» Entries supplied
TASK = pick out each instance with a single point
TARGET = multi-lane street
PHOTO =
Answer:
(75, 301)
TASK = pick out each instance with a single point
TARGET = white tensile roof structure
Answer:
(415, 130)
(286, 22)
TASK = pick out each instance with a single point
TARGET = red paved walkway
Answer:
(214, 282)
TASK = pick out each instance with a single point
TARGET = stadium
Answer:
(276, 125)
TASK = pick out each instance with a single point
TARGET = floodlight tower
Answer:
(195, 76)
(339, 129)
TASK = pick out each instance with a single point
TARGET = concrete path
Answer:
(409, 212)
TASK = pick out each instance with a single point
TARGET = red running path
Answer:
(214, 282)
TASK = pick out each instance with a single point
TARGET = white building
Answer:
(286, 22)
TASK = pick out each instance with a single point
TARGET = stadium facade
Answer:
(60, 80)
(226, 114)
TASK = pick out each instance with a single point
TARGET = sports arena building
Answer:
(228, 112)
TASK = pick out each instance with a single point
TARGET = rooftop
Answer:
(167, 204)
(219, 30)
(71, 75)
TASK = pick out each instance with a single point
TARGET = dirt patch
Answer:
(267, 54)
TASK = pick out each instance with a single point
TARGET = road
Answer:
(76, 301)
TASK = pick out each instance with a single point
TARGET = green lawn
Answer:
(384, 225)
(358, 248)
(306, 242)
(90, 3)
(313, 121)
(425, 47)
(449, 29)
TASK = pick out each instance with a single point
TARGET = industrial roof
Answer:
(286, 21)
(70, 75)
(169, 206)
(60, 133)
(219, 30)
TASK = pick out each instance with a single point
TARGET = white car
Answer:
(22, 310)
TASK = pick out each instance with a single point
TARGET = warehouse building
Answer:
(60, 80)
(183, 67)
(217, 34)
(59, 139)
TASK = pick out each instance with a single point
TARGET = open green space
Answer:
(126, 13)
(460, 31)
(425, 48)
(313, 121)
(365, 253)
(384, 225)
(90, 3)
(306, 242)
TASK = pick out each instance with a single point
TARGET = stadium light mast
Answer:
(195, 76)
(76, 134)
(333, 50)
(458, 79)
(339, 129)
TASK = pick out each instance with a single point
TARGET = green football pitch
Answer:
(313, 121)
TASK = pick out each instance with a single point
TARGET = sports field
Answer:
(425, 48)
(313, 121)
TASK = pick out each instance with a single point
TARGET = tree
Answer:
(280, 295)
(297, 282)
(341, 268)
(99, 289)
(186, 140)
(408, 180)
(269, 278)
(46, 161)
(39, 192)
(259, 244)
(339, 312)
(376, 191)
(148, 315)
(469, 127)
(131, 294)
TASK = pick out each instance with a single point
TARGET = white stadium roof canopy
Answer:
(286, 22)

--

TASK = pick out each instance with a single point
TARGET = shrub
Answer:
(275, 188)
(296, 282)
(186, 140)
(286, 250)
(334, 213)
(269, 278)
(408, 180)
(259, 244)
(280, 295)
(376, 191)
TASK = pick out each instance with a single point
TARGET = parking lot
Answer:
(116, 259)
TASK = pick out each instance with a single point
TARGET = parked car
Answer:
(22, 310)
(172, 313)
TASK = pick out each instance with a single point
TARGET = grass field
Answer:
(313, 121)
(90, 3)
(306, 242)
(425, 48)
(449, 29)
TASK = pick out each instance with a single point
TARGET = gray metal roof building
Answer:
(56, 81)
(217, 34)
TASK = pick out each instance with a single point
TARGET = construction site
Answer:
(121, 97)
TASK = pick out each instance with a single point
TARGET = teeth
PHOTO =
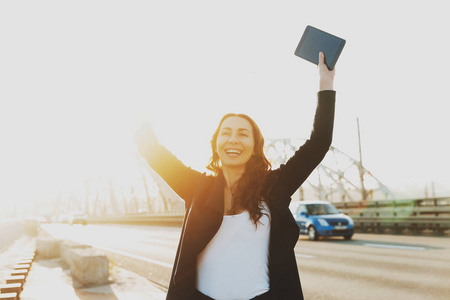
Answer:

...

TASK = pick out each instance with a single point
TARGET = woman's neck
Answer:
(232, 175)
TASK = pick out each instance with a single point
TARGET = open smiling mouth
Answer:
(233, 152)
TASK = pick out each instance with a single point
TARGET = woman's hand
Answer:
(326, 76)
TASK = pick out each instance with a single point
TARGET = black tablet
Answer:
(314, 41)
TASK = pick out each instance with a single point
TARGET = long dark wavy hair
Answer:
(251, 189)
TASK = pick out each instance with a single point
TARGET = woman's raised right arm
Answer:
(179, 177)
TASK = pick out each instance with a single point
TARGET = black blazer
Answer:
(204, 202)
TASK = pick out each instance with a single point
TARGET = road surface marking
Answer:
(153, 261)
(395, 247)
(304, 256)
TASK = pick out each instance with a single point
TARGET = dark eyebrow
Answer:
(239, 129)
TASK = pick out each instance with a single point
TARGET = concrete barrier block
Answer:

» How to complete this task
Go through the data, and copy each line in which the word "path" appears.

» Output for this exercise
TARGET = concrete path
TARGET = red running path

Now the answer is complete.